Deployment Guide
Deployment instructions for Harbangan. Covers both Proxy-Only Mode (single container) and Full Deployment (multi-user with Docker Compose).
Table of contents
- Deployment Modes
- Proxy-Only Mode Deployment
- Full Deployment
- Prerequisites
- Step 1: Clone the Repository
- Step 2: Configure Environment Variables
- Step 3: Build and Start
- Step 4: Complete Web UI Setup
- Step 5: Verify
- Docker Compose File Reference
- Day-to-Day Operations
- PostgreSQL
- Health Monitoring
- Datadog APM (Optional)
- Next Steps
Deployment Modes
Harbangan supports two deployment modes:
- Proxy-Only Mode — A single backend container with no database or web UI. Uses
docker-compose.gateway.yml. Best for personal use or quick evaluation. - Full Deployment — Three containers (backend, PostgreSQL, frontend) with Google SSO, per-user API keys, and web dashboard. Uses
docker-compose.yml. Best for teams and development. Production deployment targets Kubernetes with TLS handled by an Ingress controller.
Proxy-Only Mode Deployment
Architecture
Client (localhost) → gateway container (127.0.0.1:8000, plain HTTP)
├── Kiro API (AWS CodeWhisperer)
────────────────────
Tasks:
1. List the five numbered steps that the deployment guide gives under Full Deployment.
2. According to the deployment guide, which Docker Compose file does Proxy-Only Mode use?
3. Please reproduce a portion of the deployment guide word for word, beginning at the words "- Next Steps" and stopping after "(127.0.0.1:8000, plain HTTP)".
────────────────────
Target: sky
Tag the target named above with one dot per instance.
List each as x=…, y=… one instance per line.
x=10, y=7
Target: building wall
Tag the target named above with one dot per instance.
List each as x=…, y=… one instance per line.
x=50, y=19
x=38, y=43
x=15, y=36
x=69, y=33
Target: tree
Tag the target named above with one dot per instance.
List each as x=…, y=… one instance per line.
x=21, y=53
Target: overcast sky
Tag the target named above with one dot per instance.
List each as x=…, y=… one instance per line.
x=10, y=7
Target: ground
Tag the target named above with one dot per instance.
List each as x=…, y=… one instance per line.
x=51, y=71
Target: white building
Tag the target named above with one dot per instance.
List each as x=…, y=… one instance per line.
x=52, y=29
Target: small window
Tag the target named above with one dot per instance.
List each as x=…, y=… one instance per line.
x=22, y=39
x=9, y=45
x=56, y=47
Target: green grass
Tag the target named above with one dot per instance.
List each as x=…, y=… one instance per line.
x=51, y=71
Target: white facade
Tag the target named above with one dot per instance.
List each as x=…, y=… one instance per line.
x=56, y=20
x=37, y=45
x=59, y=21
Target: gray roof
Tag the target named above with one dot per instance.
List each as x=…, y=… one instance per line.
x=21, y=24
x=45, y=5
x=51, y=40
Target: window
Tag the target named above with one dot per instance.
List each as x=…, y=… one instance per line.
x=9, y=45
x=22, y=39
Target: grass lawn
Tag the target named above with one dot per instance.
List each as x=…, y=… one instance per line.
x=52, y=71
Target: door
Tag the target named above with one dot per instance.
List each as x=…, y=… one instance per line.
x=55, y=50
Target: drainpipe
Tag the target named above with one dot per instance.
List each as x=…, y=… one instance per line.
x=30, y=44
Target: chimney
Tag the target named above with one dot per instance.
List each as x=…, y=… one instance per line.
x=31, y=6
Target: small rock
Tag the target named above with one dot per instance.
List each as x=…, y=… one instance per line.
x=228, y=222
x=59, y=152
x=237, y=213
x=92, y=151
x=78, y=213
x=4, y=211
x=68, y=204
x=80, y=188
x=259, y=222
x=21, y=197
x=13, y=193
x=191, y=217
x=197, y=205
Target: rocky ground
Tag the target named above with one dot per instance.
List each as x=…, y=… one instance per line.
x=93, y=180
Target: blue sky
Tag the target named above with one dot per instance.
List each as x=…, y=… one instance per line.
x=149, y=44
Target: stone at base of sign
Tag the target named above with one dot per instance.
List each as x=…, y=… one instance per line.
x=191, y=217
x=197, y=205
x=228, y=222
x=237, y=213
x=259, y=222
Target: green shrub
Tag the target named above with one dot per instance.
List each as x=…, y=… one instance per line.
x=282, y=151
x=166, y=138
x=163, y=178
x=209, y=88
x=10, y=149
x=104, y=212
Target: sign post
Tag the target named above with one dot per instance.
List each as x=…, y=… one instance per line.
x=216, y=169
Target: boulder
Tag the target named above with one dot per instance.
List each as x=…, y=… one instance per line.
────────────────────
Task solutions:
1.
Step 1: Clone the Repository
Step 2: Configure Environment Variables
Step 3: Build and Start
Step 4: Complete Web UI Setup
Step 5: Verify

2. docker-compose.gateway.yml

3.
- Next Steps
Deployment Modes
Harbangan supports two deployment modes:
- Proxy-Only Mode — A single backend container with no database or web UI. Uses
docker-compose.gateway.yml. Best for personal use or quick evaluation. - Full Deployment — Three containers (backend, PostgreSQL, frontend) with Google SSO, per-user API keys, and web dashboard. Uses
docker-compose.yml. Best for teams and development. Production deployment targets Kubernetes with TLS handled by an Ingress controller.
Proxy-Only Mode Deployment
Architecture
Client (localhost) → gateway container (127.0.0.1:8000, plain HTTP)